> [TASK DETAILS]
Put each line of the data below into a JSON list of strings, one string per line, leaving out blank lines.

• • • • •

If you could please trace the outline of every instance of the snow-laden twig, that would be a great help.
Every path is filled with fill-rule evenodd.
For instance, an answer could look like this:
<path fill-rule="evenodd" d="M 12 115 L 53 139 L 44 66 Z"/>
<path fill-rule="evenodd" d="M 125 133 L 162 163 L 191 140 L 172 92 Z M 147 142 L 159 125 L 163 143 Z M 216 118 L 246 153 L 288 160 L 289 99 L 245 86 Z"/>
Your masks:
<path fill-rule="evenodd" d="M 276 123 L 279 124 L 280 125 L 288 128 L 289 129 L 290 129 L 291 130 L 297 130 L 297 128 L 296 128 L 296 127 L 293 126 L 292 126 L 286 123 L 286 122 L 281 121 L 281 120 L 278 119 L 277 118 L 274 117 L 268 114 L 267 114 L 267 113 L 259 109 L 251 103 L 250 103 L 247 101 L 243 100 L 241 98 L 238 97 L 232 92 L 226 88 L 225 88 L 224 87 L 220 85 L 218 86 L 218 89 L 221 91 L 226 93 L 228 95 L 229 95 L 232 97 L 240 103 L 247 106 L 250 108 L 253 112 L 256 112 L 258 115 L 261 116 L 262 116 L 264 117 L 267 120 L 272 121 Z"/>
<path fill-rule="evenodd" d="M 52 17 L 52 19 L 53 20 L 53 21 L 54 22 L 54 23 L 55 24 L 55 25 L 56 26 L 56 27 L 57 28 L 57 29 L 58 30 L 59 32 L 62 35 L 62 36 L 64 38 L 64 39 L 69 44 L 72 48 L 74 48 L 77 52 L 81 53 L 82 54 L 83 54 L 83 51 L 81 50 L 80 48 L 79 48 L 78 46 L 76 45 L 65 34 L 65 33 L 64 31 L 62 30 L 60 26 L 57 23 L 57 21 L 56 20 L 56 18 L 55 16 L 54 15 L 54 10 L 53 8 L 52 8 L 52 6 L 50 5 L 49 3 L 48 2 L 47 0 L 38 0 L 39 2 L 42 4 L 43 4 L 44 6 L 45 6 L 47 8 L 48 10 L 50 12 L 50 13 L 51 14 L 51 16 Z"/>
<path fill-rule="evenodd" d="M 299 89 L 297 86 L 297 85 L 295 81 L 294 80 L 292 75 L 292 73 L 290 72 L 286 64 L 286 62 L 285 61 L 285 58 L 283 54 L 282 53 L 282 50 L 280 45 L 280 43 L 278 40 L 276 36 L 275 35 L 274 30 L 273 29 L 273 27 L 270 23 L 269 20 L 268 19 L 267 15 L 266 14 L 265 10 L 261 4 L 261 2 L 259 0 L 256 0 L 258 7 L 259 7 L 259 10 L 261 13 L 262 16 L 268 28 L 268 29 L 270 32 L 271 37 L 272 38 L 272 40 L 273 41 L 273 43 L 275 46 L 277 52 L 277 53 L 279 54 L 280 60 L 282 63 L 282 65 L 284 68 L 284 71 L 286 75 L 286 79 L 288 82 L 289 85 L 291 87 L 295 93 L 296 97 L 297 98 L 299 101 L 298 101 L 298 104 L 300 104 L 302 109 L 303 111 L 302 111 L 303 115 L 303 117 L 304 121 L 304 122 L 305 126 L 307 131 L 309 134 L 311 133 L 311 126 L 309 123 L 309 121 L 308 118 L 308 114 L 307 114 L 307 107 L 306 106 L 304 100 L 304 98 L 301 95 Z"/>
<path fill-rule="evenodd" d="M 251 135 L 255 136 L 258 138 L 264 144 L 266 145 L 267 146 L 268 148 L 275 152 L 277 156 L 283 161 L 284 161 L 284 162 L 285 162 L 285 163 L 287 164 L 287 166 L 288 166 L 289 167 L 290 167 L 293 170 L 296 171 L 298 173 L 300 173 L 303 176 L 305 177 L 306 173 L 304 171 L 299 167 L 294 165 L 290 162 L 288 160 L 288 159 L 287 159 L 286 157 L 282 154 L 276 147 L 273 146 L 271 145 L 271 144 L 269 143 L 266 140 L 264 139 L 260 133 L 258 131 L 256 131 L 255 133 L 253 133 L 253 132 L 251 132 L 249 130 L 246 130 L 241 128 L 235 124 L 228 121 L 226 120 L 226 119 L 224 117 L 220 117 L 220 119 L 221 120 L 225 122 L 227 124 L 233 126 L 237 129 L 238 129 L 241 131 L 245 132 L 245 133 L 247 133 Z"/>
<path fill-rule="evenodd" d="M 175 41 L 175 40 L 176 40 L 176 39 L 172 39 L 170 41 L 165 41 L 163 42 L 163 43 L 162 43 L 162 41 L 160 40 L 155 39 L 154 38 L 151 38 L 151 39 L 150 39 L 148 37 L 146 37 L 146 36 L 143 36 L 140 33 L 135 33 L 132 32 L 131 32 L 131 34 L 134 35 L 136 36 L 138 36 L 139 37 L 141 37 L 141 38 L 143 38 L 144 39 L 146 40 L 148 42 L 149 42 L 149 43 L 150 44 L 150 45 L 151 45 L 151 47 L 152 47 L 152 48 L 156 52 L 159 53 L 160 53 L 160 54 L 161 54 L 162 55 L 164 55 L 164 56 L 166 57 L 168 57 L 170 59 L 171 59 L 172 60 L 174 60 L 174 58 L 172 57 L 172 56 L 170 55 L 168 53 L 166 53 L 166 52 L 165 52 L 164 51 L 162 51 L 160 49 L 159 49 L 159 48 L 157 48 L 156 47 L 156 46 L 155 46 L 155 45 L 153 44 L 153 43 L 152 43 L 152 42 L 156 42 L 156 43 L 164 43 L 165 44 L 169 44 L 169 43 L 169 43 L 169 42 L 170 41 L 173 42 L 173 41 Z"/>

• • • • •

> [SOLUTION TO THE PROBLEM]
[
  "If you could please trace the outline of every instance of the snow-laden twig, that would be a great help.",
  "Every path is filled with fill-rule evenodd.",
  "For instance, an answer could look like this:",
  "<path fill-rule=\"evenodd\" d=\"M 12 115 L 53 139 L 44 66 Z\"/>",
  "<path fill-rule=\"evenodd\" d=\"M 125 133 L 162 163 L 191 140 L 172 92 Z M 147 142 L 159 125 L 163 143 Z M 216 118 L 246 153 L 288 160 L 289 99 L 245 86 Z\"/>",
  "Your masks:",
  "<path fill-rule=\"evenodd\" d=\"M 276 123 L 279 124 L 280 125 L 288 128 L 289 129 L 290 129 L 291 130 L 297 130 L 297 128 L 296 128 L 296 127 L 293 126 L 292 126 L 286 123 L 286 122 L 281 121 L 281 120 L 278 119 L 277 118 L 274 117 L 268 114 L 267 114 L 267 113 L 259 109 L 251 103 L 250 103 L 247 101 L 243 100 L 241 98 L 238 97 L 232 92 L 226 88 L 225 88 L 224 87 L 220 85 L 218 86 L 218 89 L 221 91 L 226 93 L 228 95 L 229 95 L 232 97 L 240 103 L 247 106 L 250 108 L 253 112 L 256 112 L 258 115 L 261 116 L 262 116 L 264 117 L 267 120 L 272 121 Z\"/>",
  "<path fill-rule=\"evenodd\" d=\"M 52 17 L 52 19 L 53 20 L 53 21 L 54 22 L 54 23 L 55 24 L 55 25 L 56 26 L 56 27 L 57 28 L 57 29 L 58 30 L 59 32 L 62 35 L 62 36 L 64 38 L 64 39 L 69 44 L 72 48 L 74 48 L 77 52 L 81 53 L 82 54 L 83 54 L 83 51 L 81 50 L 80 48 L 79 48 L 78 46 L 76 45 L 65 34 L 65 33 L 64 31 L 62 30 L 60 26 L 57 23 L 57 21 L 56 20 L 56 18 L 55 16 L 54 15 L 54 10 L 53 8 L 52 8 L 52 6 L 50 5 L 49 3 L 48 2 L 47 0 L 38 0 L 39 2 L 42 4 L 43 4 L 44 6 L 45 6 L 47 8 L 48 10 L 50 12 L 50 13 L 51 14 L 51 16 Z\"/>",
  "<path fill-rule=\"evenodd\" d=\"M 299 89 L 297 86 L 297 85 L 295 81 L 294 80 L 292 75 L 292 73 L 290 72 L 286 64 L 286 62 L 285 61 L 285 58 L 283 54 L 282 53 L 282 50 L 280 45 L 280 43 L 278 40 L 276 36 L 275 35 L 274 30 L 273 29 L 273 27 L 270 23 L 269 20 L 268 19 L 267 15 L 266 14 L 265 10 L 261 4 L 261 2 L 259 0 L 256 0 L 258 7 L 259 7 L 259 10 L 261 13 L 262 16 L 268 28 L 268 29 L 270 32 L 271 37 L 272 38 L 272 40 L 273 41 L 273 43 L 275 46 L 277 52 L 277 53 L 279 54 L 280 60 L 282 63 L 282 65 L 284 68 L 284 71 L 286 75 L 286 79 L 288 82 L 289 85 L 291 87 L 295 93 L 296 97 L 297 98 L 299 101 L 298 101 L 298 104 L 300 104 L 302 109 L 303 111 L 302 111 L 303 115 L 303 117 L 304 121 L 304 122 L 305 126 L 307 131 L 309 134 L 311 133 L 311 126 L 309 123 L 309 121 L 308 118 L 308 114 L 307 114 L 307 107 L 306 106 L 304 100 L 304 98 L 301 95 Z\"/>",
  "<path fill-rule=\"evenodd\" d=\"M 251 135 L 255 136 L 258 138 L 264 144 L 266 145 L 267 146 L 268 148 L 275 152 L 277 156 L 283 161 L 284 161 L 284 162 L 285 162 L 285 163 L 287 164 L 287 166 L 288 166 L 289 167 L 290 167 L 293 170 L 296 171 L 298 173 L 300 173 L 303 176 L 305 177 L 306 173 L 304 171 L 299 167 L 294 165 L 290 162 L 288 160 L 288 159 L 287 159 L 286 157 L 282 154 L 276 147 L 273 146 L 271 145 L 271 144 L 269 143 L 266 140 L 264 139 L 260 133 L 258 131 L 256 131 L 255 133 L 253 133 L 253 132 L 251 132 L 249 130 L 246 130 L 241 128 L 235 124 L 228 121 L 226 120 L 226 119 L 224 117 L 220 117 L 220 119 L 221 120 L 225 122 L 227 124 L 233 126 L 237 129 L 238 129 L 241 131 L 245 132 L 245 133 L 247 133 Z\"/>",
  "<path fill-rule=\"evenodd\" d=\"M 175 41 L 175 40 L 176 40 L 176 39 L 172 39 L 170 41 L 165 41 L 163 42 L 163 43 L 162 43 L 162 41 L 160 40 L 155 39 L 154 38 L 151 38 L 151 39 L 150 39 L 148 37 L 146 37 L 146 36 L 143 36 L 140 33 L 135 33 L 132 32 L 131 32 L 131 34 L 134 35 L 136 36 L 138 36 L 139 37 L 141 37 L 141 38 L 143 38 L 144 39 L 146 40 L 148 42 L 149 42 L 149 43 L 150 44 L 150 45 L 151 45 L 151 47 L 152 47 L 152 48 L 156 52 L 159 53 L 160 53 L 160 54 L 161 54 L 162 55 L 164 55 L 164 56 L 166 57 L 168 57 L 170 59 L 171 59 L 172 60 L 174 60 L 174 58 L 172 57 L 172 56 L 170 55 L 168 53 L 166 53 L 166 52 L 165 52 L 164 51 L 162 51 L 160 49 L 159 49 L 159 48 L 157 48 L 156 47 L 156 46 L 155 46 L 155 45 L 153 44 L 153 43 L 152 43 L 152 42 L 156 42 L 156 43 L 164 43 L 165 44 L 169 44 L 169 43 L 169 43 L 169 42 L 170 41 L 173 42 L 173 41 Z\"/>"
]